======== EXERCISE TEXT

Updates from the field
April 10, 2016
The scene is the same in almost every city. A house filled to the brim with religious minorities, mostly families, from Iraq and Syria. They have fled Islamic jihadis belonging to ISIS and other Islamic groups committed to the establishment of the Islamic Caliphate in Iraq and Syria. Some are Chaldeans others are Yezidis or Mandaeans and many more.
The families wait for our arrival, calling frequently to find out where we are on the road toward their Turkish city. There is often a long drive from one city to another, as Turkey spreads out their refugee population rather than having everyone in Istanbul. We drive up to 8 hours a day to reach them along mountain passes and coastal routes. Some have as many as 50 families while others have three or four. We know that none of the implementing partners of the government or of the UNHCR ever reaches these communities as they are just too far away.
We bring them cards loaded with Turkish lira that will allow them to buy food at the local supermarket.
Often religious minorities face difficulties living as refugees. One husband tells us that when he took his wife to hospital and they saw that she was wearing a cross; they told her to put it away out of sight. The children experience pressures to convert at school too and subsequently don’t attend school. One of the refugees tried to rent a house in the local town. The landlord told him, laughing, that his Turkish grandparents had chopped the heads off of Christians like him, and tossed the heads into the sea. The symbolism was not lost on the refugee especially as his family fled ISIS because they are decapitating the heads of Christians that did not escape, people he knew.

================

### INSTRUCTIONS TO FOLLOW
Rewrite the field update starting with "The families wait" and going on through "too far away.", putting "river valleys" in place of "coastal routes".

======== ENTRIES PROVIDED

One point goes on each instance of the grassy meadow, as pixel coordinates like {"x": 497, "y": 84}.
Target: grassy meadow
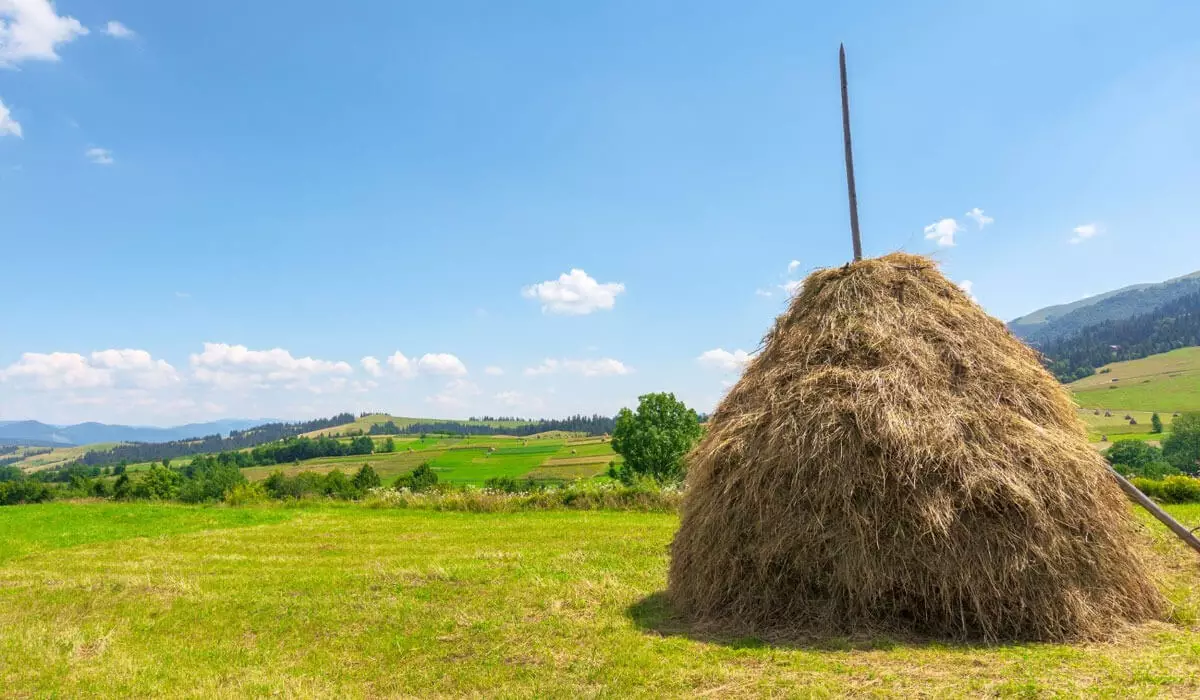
{"x": 346, "y": 600}
{"x": 1165, "y": 382}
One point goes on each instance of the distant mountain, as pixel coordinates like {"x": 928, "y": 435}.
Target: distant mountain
{"x": 1054, "y": 323}
{"x": 39, "y": 434}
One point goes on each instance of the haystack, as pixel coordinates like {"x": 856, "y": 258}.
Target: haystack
{"x": 894, "y": 460}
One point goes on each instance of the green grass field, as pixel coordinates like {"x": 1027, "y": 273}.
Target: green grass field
{"x": 1165, "y": 382}
{"x": 348, "y": 602}
{"x": 467, "y": 460}
{"x": 365, "y": 423}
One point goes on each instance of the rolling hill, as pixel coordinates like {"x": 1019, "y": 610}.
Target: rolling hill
{"x": 1057, "y": 322}
{"x": 40, "y": 434}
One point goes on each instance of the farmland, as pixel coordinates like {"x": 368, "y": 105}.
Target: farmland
{"x": 345, "y": 600}
{"x": 1165, "y": 382}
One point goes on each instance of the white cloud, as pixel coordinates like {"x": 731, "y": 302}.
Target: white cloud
{"x": 101, "y": 156}
{"x": 402, "y": 365}
{"x": 442, "y": 364}
{"x": 111, "y": 368}
{"x": 371, "y": 366}
{"x": 943, "y": 232}
{"x": 9, "y": 126}
{"x": 235, "y": 366}
{"x": 723, "y": 359}
{"x": 456, "y": 394}
{"x": 33, "y": 30}
{"x": 574, "y": 293}
{"x": 979, "y": 217}
{"x": 117, "y": 30}
{"x": 1085, "y": 232}
{"x": 600, "y": 368}
{"x": 519, "y": 400}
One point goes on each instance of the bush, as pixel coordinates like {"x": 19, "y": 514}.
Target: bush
{"x": 245, "y": 494}
{"x": 1181, "y": 490}
{"x": 1133, "y": 454}
{"x": 1177, "y": 489}
{"x": 13, "y": 492}
{"x": 366, "y": 479}
{"x": 423, "y": 478}
{"x": 513, "y": 485}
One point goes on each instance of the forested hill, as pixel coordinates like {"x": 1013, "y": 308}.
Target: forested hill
{"x": 1171, "y": 325}
{"x": 213, "y": 443}
{"x": 1055, "y": 323}
{"x": 586, "y": 424}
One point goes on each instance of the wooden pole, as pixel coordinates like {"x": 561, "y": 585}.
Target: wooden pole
{"x": 850, "y": 156}
{"x": 1162, "y": 515}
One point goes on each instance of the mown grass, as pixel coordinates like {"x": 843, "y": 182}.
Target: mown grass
{"x": 353, "y": 602}
{"x": 1165, "y": 382}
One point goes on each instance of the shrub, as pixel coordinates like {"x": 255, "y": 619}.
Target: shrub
{"x": 13, "y": 492}
{"x": 423, "y": 478}
{"x": 1181, "y": 490}
{"x": 366, "y": 479}
{"x": 245, "y": 494}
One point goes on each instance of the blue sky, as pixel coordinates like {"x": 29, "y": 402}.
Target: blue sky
{"x": 216, "y": 209}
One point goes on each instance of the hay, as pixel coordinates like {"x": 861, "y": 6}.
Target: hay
{"x": 894, "y": 460}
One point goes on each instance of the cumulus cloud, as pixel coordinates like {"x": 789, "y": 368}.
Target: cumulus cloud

================

### PROBLEM SOLUTION
The families wait for our arrival, calling frequently to find out where we are on the road toward their Turkish city. There is often a long drive from one city to another, as Turkey spreads out their refugee population rather than having everyone in Istanbul. We drive up to 8 hours a day to reach them along mountain passes and river valleys. Some have as many as 50 families while others have three or four. We know that none of the implementing partners of the government or of the UNHCR ever reaches these communities as they are just too far away.